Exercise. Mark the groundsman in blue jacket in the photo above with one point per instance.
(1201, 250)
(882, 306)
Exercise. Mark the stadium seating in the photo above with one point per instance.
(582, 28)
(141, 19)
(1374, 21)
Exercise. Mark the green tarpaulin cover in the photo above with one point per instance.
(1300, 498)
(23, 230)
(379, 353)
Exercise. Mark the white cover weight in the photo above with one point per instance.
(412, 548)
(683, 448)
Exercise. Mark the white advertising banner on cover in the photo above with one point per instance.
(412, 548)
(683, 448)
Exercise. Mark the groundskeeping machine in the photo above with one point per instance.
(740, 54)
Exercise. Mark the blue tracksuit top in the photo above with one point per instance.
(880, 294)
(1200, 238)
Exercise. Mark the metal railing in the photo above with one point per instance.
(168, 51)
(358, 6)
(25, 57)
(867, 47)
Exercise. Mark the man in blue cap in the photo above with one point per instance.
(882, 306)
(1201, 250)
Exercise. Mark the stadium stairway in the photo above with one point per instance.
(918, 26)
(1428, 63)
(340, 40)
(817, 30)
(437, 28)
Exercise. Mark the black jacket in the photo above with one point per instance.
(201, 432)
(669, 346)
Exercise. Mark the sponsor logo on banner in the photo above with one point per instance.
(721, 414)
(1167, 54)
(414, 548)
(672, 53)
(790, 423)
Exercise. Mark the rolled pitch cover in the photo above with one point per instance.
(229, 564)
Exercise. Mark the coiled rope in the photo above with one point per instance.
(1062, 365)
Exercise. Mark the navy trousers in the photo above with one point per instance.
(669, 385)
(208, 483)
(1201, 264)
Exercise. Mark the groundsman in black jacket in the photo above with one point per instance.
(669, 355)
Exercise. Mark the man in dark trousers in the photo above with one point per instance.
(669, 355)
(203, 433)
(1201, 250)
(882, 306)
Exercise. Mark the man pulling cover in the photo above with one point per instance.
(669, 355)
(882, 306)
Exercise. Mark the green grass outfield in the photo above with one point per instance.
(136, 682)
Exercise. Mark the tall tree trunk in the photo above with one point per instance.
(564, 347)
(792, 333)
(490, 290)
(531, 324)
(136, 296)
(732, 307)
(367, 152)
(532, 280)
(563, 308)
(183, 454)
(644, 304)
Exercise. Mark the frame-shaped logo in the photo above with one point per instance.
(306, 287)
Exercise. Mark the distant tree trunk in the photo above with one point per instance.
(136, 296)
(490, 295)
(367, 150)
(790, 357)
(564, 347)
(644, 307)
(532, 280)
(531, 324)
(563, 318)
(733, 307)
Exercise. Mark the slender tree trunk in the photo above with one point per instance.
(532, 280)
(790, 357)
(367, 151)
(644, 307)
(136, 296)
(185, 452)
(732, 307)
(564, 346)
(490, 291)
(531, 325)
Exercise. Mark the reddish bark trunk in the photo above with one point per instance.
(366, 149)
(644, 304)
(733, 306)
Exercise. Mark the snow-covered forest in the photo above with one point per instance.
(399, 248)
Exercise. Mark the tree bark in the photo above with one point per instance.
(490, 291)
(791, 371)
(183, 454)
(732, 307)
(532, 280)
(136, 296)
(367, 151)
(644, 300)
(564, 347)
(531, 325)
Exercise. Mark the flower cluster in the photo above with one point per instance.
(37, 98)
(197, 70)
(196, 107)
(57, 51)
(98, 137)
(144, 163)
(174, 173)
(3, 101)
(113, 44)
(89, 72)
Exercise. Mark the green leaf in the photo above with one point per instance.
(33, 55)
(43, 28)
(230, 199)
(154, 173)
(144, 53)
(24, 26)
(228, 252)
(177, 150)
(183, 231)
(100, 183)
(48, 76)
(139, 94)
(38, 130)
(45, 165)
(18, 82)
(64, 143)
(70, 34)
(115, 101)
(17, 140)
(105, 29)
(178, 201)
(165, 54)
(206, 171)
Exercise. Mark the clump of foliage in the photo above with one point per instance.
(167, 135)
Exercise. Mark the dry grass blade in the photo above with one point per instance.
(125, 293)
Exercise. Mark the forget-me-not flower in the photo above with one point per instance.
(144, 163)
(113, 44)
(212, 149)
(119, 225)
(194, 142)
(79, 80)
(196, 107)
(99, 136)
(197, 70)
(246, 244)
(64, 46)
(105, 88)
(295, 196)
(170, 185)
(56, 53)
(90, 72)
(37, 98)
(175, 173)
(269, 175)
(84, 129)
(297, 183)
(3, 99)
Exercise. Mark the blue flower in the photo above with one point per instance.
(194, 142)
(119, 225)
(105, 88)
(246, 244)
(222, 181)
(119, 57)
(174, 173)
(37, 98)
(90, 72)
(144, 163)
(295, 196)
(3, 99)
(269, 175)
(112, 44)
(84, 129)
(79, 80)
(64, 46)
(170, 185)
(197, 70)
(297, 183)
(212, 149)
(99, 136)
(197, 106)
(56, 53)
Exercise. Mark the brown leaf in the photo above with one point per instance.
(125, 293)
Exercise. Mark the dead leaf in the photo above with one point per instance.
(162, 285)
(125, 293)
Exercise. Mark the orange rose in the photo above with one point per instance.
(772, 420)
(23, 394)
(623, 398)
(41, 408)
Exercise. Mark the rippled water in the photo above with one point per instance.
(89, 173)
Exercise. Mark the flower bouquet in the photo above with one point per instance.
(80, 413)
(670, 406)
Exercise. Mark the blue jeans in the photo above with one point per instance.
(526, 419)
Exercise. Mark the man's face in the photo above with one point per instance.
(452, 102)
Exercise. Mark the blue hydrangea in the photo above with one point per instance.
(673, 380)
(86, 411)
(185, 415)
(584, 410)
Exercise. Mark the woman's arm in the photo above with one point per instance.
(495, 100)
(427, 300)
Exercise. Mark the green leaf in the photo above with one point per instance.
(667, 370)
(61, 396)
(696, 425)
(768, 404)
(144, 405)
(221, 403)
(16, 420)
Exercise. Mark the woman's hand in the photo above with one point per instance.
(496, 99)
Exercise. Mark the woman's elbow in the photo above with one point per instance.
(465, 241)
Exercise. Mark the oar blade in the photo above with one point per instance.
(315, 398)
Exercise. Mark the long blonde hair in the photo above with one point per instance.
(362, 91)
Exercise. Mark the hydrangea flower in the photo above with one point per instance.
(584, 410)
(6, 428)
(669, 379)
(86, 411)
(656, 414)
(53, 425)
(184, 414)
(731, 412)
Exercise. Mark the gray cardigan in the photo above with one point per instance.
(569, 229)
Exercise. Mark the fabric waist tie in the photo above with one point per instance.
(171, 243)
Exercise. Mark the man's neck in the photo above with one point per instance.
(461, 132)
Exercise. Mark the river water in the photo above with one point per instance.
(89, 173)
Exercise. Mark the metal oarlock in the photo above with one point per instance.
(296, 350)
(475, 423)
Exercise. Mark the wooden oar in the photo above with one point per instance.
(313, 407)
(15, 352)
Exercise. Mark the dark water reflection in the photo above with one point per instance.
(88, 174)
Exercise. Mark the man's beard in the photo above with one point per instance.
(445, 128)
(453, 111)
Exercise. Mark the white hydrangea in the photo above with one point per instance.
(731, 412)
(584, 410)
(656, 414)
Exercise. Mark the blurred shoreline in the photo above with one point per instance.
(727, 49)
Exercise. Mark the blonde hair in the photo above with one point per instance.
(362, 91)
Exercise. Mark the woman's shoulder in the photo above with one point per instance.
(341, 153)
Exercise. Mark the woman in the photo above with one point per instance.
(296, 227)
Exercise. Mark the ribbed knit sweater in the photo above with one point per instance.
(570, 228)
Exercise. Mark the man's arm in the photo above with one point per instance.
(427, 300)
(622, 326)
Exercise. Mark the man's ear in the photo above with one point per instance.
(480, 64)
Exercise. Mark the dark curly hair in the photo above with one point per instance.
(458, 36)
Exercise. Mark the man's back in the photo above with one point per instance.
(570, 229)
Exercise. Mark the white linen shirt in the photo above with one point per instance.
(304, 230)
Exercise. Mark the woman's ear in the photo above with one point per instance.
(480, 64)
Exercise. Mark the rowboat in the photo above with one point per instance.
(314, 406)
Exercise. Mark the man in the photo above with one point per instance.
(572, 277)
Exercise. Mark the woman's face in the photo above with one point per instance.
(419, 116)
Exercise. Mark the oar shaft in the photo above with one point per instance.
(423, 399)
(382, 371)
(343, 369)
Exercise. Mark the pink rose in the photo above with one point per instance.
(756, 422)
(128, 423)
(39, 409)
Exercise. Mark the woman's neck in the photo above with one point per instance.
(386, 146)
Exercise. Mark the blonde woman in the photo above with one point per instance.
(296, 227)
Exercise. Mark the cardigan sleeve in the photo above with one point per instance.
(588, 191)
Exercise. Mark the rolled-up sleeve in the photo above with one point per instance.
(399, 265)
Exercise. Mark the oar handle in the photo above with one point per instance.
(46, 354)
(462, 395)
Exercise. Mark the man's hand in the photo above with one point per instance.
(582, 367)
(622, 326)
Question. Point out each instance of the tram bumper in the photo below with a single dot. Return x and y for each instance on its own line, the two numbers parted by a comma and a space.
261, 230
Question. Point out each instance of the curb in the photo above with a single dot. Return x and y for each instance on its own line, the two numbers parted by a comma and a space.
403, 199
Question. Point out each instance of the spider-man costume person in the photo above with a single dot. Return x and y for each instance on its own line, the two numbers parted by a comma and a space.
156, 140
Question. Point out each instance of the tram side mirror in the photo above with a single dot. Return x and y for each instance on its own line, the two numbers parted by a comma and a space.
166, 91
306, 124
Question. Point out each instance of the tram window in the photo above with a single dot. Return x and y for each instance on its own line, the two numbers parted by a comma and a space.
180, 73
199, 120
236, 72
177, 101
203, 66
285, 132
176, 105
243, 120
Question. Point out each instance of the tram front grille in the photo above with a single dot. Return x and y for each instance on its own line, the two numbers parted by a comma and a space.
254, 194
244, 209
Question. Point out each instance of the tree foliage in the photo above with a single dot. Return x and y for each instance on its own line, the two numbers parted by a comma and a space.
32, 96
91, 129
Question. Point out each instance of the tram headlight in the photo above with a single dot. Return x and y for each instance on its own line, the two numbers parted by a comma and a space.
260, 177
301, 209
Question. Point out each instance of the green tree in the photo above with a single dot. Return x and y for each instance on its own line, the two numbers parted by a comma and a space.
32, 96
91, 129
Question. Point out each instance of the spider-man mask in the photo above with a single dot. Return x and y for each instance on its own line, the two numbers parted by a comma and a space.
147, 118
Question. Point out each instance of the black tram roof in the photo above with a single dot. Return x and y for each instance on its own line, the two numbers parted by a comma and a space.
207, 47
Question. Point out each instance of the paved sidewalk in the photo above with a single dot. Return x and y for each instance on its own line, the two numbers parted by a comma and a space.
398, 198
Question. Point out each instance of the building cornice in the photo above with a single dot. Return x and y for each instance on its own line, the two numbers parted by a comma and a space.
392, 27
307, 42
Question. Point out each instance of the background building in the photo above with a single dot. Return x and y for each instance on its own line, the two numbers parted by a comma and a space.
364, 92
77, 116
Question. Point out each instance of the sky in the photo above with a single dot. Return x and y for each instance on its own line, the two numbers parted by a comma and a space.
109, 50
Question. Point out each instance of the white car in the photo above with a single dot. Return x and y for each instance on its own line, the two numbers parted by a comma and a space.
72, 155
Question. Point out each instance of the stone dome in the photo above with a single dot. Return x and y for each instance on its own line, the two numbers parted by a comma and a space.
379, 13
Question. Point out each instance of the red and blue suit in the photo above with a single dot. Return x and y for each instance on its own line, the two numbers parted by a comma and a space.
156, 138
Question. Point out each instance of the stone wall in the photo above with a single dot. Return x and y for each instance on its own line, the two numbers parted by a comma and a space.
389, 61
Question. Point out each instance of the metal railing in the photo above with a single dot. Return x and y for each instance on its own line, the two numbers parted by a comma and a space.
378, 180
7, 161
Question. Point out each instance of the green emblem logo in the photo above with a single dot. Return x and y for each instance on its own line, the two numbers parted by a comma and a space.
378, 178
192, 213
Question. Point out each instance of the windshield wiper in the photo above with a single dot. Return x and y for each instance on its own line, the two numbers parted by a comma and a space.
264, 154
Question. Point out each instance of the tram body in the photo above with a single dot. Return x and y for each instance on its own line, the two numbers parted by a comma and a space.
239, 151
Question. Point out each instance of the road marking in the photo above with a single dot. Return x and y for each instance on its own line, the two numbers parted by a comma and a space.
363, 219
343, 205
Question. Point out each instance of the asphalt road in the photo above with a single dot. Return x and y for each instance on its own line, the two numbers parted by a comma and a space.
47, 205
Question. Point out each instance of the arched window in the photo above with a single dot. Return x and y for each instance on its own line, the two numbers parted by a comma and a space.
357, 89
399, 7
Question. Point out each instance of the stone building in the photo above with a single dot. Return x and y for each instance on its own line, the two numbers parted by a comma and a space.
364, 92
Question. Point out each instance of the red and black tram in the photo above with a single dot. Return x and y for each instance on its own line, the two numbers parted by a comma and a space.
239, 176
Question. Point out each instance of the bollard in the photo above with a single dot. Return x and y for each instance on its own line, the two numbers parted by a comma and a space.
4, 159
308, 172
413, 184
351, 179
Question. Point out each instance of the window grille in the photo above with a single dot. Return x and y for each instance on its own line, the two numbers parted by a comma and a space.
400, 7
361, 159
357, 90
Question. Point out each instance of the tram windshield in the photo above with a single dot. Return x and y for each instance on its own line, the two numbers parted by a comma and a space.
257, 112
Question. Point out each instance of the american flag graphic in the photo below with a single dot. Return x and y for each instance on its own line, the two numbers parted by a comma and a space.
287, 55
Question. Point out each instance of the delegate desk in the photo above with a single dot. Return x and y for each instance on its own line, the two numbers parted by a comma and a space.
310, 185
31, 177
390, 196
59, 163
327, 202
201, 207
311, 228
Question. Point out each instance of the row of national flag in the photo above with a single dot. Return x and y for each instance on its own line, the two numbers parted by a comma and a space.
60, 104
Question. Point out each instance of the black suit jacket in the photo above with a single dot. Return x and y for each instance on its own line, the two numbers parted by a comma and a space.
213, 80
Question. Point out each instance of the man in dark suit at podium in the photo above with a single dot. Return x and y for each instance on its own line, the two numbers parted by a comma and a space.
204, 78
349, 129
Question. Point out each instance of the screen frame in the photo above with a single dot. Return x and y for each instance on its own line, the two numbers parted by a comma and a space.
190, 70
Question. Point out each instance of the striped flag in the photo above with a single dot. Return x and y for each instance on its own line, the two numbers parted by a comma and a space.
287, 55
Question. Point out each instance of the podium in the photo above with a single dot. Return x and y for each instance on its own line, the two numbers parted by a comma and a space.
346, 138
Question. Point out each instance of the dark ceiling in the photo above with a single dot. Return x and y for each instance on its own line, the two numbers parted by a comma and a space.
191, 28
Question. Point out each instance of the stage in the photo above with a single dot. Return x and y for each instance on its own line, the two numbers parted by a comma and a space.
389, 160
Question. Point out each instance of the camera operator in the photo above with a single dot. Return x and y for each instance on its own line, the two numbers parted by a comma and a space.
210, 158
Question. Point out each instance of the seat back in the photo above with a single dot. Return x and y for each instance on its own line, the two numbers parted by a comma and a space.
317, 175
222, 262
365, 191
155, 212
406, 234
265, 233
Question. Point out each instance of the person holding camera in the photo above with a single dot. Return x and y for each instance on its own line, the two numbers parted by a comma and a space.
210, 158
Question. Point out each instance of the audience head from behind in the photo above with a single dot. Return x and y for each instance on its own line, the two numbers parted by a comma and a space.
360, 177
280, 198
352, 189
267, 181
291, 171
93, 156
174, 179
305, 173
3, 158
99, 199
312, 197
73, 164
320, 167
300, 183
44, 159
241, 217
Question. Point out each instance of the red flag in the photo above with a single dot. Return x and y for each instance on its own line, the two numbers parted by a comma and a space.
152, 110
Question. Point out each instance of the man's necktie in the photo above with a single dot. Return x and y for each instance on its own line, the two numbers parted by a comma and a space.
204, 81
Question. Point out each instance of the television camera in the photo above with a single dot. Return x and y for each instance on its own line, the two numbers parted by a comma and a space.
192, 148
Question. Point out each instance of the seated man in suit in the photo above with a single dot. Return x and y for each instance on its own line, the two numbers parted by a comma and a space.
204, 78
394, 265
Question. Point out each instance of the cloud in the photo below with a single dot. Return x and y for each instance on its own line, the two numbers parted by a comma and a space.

========

Could you restate, word for word, every line from the one containing "Question. Point out each instance of the seated" through the last line of the records above, and nothing more?

■ **Output below**:
Question. Point out each instance of the seated man in suit in the photo above with a single dot. Return x and y for each instance on its own line, the two numbers parted by a comma and a space.
204, 78
394, 265
Question. Point out each instance of the cloud in the photo below with a single dot. Return x and y for each instance on its own line, the two numbers parted by a comma and a space.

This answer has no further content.